## THE PROBLEM
Provide an exact copy of the lines from the beginning of the records through the line that includes "712L1000 717L969 15L0", and of no others.
══ ENTRIES PROVIDED
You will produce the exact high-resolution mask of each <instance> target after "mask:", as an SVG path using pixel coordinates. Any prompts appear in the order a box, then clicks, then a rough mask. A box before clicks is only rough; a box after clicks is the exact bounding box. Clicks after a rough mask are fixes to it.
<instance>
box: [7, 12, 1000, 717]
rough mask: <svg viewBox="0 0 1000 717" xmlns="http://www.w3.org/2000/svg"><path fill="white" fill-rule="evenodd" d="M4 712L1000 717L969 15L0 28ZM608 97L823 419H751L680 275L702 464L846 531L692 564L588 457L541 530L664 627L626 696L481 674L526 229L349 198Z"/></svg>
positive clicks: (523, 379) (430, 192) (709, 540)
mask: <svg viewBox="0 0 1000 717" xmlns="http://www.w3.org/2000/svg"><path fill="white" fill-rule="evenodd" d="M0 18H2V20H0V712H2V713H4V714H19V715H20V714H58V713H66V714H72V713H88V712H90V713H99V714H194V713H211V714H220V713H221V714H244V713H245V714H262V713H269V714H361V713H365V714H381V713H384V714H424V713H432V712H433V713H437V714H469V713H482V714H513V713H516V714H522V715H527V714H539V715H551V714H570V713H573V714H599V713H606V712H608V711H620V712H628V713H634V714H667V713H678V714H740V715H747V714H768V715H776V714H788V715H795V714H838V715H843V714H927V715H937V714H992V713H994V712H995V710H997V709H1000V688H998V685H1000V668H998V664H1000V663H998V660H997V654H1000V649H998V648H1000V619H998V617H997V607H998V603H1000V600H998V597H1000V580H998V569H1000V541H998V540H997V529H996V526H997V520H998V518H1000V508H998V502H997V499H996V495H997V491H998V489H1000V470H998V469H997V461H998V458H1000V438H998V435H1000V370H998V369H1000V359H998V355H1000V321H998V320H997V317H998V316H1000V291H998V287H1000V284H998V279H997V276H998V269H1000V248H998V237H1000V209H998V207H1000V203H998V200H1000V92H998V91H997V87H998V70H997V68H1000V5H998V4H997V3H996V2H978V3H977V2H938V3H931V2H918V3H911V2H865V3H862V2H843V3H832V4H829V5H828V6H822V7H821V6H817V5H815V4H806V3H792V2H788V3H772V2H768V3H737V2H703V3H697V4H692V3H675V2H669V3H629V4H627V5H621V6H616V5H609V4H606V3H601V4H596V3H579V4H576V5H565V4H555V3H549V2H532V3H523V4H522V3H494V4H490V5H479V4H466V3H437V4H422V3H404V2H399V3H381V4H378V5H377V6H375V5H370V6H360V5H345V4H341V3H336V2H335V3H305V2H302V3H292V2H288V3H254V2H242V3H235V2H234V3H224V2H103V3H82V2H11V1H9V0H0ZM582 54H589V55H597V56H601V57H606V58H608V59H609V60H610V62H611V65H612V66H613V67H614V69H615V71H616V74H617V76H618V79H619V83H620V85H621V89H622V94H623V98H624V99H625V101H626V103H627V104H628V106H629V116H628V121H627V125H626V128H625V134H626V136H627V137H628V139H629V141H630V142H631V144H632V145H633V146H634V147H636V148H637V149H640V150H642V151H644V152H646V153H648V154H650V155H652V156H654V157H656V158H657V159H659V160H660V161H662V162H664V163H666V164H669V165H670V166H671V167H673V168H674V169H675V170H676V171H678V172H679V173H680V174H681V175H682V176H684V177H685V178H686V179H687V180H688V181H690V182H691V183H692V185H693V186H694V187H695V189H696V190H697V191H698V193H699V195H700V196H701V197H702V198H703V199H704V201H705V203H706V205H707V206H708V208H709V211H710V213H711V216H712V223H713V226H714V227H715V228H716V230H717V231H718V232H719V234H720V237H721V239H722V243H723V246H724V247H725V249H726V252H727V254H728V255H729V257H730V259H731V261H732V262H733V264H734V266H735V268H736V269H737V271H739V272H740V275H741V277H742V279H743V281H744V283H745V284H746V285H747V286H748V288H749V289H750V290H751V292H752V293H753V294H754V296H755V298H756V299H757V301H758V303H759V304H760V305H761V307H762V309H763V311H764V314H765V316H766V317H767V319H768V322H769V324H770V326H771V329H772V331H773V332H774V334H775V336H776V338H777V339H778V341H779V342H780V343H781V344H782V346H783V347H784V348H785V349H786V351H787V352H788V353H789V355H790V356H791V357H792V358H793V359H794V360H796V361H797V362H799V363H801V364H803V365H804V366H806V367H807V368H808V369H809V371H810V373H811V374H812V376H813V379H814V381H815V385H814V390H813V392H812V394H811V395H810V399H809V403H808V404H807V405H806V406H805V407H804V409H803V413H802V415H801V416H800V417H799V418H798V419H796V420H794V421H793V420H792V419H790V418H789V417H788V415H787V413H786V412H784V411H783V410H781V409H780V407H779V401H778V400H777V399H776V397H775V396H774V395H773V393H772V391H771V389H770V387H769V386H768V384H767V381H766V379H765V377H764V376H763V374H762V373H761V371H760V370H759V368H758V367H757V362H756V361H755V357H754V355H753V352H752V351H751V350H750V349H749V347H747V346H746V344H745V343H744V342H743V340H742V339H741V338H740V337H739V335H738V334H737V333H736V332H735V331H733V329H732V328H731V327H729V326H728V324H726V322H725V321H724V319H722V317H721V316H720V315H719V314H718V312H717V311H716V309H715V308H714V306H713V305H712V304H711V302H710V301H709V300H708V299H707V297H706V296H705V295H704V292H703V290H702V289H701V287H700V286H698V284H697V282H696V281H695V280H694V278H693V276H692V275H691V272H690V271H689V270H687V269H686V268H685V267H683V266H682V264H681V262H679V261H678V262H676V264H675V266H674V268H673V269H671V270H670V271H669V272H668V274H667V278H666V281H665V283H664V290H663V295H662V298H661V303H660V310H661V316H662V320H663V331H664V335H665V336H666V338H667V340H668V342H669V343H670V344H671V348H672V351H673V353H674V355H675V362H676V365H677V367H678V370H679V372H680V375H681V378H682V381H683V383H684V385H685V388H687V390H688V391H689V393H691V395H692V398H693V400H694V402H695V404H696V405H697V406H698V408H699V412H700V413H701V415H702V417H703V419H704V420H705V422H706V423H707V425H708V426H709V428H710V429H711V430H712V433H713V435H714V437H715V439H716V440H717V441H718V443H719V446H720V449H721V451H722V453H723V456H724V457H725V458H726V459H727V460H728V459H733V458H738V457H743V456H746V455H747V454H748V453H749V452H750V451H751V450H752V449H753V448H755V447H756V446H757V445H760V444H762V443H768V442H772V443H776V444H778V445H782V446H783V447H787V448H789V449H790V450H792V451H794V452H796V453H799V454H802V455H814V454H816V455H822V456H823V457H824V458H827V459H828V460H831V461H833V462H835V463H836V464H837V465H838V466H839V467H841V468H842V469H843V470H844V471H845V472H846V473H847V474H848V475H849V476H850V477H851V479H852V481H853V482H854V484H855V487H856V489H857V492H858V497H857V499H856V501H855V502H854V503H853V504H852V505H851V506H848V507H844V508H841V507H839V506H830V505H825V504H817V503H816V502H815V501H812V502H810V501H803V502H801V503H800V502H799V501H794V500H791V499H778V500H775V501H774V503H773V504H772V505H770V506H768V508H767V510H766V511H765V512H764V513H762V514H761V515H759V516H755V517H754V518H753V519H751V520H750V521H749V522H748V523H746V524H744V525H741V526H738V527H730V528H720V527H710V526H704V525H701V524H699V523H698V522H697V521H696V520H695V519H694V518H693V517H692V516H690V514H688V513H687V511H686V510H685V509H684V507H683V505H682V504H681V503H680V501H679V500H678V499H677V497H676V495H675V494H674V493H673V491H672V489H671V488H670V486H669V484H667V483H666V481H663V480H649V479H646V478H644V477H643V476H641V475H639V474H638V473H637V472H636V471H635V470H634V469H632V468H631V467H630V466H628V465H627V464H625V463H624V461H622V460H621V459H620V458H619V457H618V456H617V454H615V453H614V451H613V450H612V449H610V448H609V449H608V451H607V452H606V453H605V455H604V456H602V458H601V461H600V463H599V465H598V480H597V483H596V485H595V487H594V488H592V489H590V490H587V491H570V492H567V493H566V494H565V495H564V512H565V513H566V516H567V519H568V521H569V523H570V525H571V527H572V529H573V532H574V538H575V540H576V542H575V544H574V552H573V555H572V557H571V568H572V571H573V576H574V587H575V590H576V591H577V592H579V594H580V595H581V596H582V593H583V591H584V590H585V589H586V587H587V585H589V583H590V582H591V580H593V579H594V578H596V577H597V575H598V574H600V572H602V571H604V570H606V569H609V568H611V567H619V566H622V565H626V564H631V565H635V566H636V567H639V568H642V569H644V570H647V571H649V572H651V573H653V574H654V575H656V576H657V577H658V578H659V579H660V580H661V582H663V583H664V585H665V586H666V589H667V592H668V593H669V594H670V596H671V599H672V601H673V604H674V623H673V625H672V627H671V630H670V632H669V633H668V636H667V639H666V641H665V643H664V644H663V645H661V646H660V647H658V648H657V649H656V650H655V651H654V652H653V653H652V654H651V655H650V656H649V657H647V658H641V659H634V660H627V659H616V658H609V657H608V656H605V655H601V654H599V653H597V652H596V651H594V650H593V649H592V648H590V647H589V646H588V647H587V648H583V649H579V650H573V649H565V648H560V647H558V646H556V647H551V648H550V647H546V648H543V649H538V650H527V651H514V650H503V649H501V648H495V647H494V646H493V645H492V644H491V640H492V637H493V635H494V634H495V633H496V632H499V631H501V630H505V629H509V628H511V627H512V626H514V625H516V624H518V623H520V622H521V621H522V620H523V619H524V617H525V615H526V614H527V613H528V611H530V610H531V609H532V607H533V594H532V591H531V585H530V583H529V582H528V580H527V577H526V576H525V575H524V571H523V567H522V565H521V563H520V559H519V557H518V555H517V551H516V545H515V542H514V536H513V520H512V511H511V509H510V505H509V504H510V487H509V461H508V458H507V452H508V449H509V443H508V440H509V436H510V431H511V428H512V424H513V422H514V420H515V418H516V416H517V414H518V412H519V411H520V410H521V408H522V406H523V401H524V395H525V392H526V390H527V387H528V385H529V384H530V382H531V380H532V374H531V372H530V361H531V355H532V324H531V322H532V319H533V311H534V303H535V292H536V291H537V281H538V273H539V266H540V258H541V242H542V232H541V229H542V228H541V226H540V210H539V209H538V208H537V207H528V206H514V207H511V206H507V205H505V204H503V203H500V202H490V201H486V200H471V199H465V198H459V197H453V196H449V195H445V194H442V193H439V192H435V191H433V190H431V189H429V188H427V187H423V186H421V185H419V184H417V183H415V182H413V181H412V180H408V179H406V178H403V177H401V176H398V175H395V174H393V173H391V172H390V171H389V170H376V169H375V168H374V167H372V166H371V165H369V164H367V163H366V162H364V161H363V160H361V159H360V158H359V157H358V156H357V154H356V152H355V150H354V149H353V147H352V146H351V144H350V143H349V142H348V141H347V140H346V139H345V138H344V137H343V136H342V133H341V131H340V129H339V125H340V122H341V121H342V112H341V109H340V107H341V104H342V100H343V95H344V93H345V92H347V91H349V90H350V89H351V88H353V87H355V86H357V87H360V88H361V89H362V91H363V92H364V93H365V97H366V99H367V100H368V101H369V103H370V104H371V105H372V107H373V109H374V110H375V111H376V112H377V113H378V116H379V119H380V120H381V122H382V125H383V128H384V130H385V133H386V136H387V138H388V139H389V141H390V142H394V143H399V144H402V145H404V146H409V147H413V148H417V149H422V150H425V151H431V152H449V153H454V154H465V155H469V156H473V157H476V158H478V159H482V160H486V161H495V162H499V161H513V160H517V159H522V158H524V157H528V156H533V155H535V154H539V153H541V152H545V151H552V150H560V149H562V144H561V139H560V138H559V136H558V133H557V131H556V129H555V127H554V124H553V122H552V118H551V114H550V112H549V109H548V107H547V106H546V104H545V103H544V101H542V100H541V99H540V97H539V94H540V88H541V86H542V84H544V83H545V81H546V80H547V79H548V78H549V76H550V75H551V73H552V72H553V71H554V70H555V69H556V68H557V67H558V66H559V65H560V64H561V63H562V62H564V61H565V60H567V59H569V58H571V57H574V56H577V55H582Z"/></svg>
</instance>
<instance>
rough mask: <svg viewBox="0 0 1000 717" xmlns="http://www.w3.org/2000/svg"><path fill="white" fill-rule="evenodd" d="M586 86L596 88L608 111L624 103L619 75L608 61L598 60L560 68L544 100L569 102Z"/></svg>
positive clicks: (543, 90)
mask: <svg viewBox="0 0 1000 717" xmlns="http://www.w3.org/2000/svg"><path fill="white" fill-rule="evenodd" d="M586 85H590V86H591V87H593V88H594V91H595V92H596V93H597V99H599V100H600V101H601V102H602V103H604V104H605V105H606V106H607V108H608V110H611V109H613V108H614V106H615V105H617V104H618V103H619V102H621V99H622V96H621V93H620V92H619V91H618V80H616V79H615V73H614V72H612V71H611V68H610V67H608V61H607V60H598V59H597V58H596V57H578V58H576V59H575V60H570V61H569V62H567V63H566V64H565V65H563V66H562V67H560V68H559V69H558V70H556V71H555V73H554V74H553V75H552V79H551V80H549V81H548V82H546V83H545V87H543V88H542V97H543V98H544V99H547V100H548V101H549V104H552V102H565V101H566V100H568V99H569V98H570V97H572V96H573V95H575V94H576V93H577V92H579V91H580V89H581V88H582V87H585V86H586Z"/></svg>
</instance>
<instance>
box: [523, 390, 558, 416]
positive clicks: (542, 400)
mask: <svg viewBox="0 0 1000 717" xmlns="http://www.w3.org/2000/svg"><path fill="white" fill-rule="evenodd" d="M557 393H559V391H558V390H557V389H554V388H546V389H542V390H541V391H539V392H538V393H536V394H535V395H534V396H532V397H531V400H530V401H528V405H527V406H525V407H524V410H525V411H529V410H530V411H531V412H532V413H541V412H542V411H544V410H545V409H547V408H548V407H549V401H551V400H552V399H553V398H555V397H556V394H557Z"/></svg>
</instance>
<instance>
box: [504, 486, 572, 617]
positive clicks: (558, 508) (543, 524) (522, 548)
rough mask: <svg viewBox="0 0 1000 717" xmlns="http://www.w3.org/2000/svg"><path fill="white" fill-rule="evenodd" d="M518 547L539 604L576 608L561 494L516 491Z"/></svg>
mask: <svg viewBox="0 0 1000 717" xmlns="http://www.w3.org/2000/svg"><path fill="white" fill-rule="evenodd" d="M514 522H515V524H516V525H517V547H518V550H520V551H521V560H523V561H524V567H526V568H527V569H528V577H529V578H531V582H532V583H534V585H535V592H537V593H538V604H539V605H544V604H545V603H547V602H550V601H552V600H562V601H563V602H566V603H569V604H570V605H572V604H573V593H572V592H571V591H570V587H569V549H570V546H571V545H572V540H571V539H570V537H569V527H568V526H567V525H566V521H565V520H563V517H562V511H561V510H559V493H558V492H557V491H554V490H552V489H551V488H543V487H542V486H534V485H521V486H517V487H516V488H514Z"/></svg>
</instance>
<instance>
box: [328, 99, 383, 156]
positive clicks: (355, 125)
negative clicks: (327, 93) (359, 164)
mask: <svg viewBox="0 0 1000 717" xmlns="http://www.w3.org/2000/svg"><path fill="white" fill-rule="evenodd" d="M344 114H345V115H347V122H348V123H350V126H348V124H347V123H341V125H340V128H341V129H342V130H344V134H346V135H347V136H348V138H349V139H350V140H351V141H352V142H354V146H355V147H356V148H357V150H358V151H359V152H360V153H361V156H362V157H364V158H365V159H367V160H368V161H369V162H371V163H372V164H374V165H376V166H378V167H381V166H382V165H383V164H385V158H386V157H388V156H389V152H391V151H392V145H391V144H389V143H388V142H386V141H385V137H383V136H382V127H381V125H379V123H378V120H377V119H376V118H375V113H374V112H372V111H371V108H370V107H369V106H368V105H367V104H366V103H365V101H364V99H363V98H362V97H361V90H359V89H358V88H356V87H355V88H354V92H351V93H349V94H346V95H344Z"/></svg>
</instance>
════
## EXPECTED ANSWER
You will produce the exact high-resolution mask of each <instance> target after "mask:", as an SVG path using pixel coordinates. Any prompts appear in the order a box, then clicks, then a rough mask. A box before clicks is only rough; a box after clicks is the exact bounding box. Clicks after a rough mask are fixes to it.
<instance>
box: [7, 12, 1000, 717]
rough mask: <svg viewBox="0 0 1000 717" xmlns="http://www.w3.org/2000/svg"><path fill="white" fill-rule="evenodd" d="M4 712L1000 717L969 15L0 28ZM608 97L823 419H751L680 275L702 464L846 531L692 564L588 457L541 530L664 627L626 696L481 674L526 229L349 198Z"/></svg>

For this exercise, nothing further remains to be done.